### What you need to do:
Report every line in the records below that contains the word "resort", copying each such line in full.

### Rows:
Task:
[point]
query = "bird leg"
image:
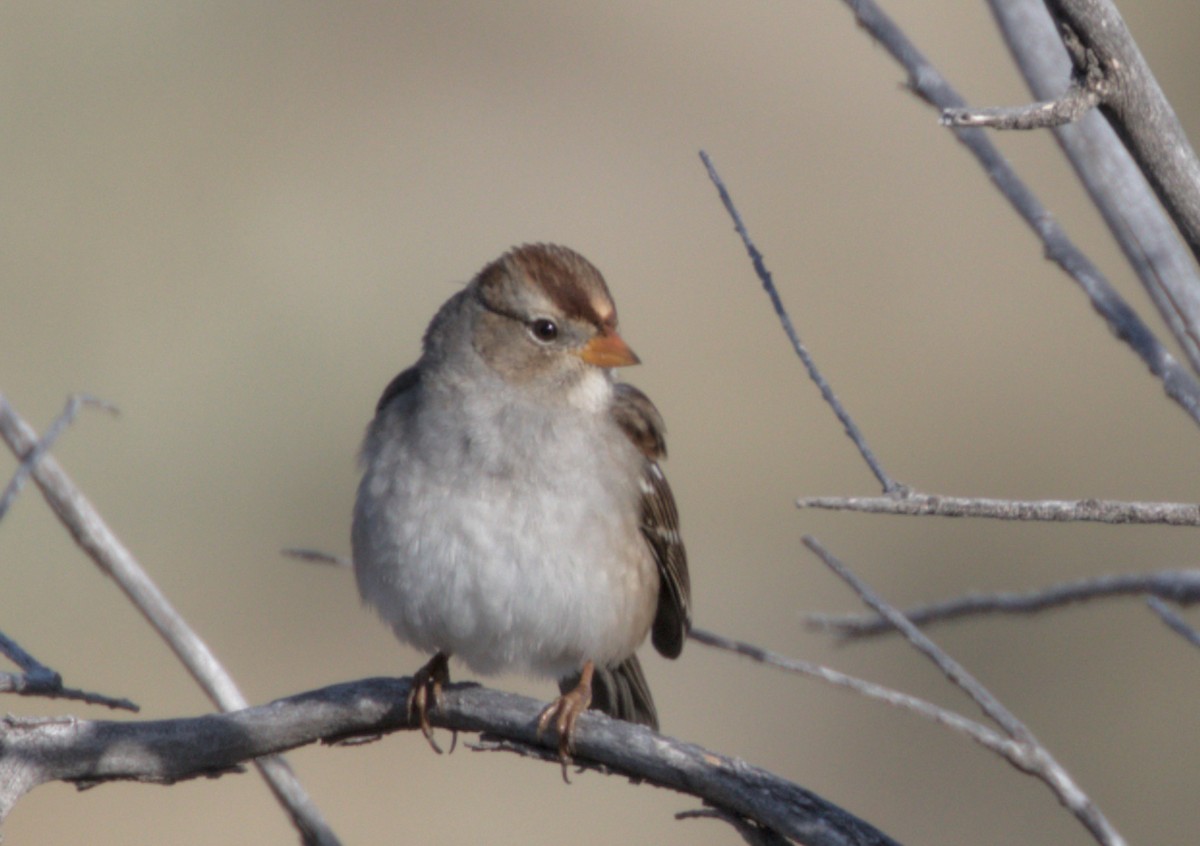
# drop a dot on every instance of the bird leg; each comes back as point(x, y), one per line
point(426, 693)
point(564, 712)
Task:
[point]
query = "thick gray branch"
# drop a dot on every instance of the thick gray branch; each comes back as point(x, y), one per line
point(1138, 108)
point(930, 85)
point(1134, 216)
point(169, 750)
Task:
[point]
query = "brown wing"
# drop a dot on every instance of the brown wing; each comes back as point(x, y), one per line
point(642, 424)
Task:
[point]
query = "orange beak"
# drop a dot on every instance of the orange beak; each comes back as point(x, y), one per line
point(609, 351)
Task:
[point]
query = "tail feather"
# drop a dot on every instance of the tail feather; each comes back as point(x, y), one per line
point(621, 691)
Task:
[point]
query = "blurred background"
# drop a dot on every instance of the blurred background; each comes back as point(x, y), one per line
point(234, 221)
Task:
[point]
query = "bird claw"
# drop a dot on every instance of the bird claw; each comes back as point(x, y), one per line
point(564, 713)
point(426, 691)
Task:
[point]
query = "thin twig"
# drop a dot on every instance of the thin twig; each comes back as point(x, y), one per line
point(1047, 114)
point(925, 81)
point(976, 731)
point(1029, 755)
point(889, 485)
point(76, 402)
point(318, 557)
point(1177, 586)
point(94, 535)
point(1051, 510)
point(1174, 621)
point(39, 679)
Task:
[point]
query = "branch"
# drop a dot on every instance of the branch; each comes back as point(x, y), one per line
point(87, 753)
point(1050, 510)
point(1068, 108)
point(1177, 586)
point(39, 679)
point(1174, 621)
point(1122, 321)
point(91, 533)
point(889, 485)
point(1137, 107)
point(1027, 754)
point(985, 737)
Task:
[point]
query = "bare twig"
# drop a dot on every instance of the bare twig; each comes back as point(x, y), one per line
point(1051, 510)
point(1137, 220)
point(751, 832)
point(93, 534)
point(37, 679)
point(169, 750)
point(889, 485)
point(1174, 621)
point(1068, 108)
point(925, 81)
point(1137, 108)
point(318, 557)
point(1027, 754)
point(75, 405)
point(1177, 586)
point(978, 732)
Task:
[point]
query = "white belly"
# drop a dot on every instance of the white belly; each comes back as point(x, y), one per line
point(533, 576)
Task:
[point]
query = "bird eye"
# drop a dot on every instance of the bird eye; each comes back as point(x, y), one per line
point(544, 330)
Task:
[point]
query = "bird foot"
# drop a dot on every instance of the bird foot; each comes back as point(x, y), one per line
point(426, 693)
point(564, 712)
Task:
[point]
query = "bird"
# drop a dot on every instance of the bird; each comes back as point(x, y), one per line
point(513, 511)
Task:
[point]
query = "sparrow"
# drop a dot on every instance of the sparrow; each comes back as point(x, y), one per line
point(513, 513)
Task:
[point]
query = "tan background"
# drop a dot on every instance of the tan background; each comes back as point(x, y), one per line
point(234, 220)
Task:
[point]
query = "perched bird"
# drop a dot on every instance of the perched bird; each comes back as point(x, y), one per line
point(511, 511)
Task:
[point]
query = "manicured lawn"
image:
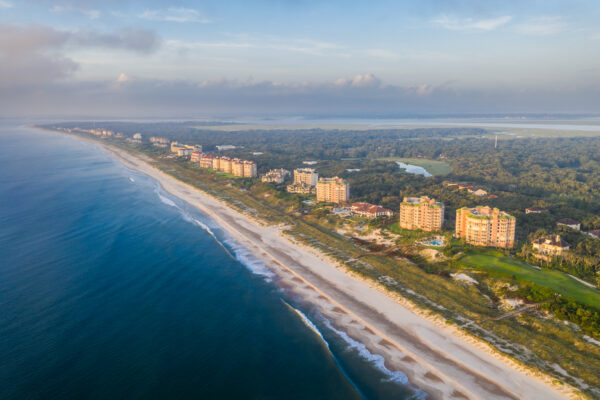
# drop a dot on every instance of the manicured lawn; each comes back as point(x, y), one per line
point(434, 167)
point(561, 283)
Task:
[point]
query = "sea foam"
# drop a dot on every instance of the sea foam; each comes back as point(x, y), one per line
point(231, 247)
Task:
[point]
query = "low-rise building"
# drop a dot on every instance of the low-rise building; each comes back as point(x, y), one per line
point(477, 192)
point(277, 176)
point(332, 190)
point(421, 213)
point(550, 246)
point(486, 226)
point(594, 233)
point(368, 210)
point(570, 223)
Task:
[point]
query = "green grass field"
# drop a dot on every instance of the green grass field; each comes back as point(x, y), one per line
point(434, 167)
point(555, 280)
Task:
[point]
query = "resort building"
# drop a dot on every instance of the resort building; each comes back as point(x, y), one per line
point(594, 233)
point(550, 246)
point(308, 176)
point(195, 156)
point(332, 190)
point(486, 226)
point(249, 169)
point(421, 213)
point(159, 142)
point(535, 210)
point(226, 165)
point(206, 161)
point(237, 167)
point(477, 192)
point(570, 223)
point(178, 147)
point(370, 211)
point(277, 176)
point(300, 188)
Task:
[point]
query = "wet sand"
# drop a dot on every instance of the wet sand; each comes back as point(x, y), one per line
point(441, 360)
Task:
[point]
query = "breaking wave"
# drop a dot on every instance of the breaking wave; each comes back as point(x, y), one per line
point(375, 359)
point(231, 247)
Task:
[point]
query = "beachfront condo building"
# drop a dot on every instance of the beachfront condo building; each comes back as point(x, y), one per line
point(183, 149)
point(236, 166)
point(308, 176)
point(486, 226)
point(421, 213)
point(332, 190)
point(206, 161)
point(226, 165)
point(195, 156)
point(276, 176)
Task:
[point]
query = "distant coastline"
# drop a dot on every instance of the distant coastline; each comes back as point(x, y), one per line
point(414, 343)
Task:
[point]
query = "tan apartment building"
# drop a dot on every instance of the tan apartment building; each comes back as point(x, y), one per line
point(206, 161)
point(486, 226)
point(421, 213)
point(276, 176)
point(195, 156)
point(332, 190)
point(249, 168)
point(226, 165)
point(308, 176)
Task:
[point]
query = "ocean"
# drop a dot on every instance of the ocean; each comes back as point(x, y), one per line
point(110, 288)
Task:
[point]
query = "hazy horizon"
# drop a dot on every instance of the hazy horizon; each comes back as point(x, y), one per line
point(156, 58)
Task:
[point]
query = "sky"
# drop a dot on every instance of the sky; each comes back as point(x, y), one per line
point(275, 57)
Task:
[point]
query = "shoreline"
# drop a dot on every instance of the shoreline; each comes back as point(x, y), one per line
point(442, 360)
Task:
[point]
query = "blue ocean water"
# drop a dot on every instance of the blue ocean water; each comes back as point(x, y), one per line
point(112, 289)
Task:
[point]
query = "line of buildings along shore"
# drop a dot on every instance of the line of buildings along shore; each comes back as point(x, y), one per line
point(479, 226)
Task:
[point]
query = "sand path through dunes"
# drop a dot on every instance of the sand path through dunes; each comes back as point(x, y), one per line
point(434, 358)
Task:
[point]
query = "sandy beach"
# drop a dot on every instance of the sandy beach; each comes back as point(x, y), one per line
point(439, 359)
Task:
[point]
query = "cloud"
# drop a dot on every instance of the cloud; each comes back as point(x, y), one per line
point(295, 45)
point(123, 77)
point(90, 13)
point(179, 15)
point(469, 24)
point(33, 55)
point(542, 26)
point(358, 81)
point(189, 99)
point(382, 53)
point(137, 40)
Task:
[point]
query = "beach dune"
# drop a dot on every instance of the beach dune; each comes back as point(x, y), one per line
point(438, 359)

### Full answer:
query = "resort building"
# drop a dot on every instance of the resort building; each comes back as point(x, y), one per line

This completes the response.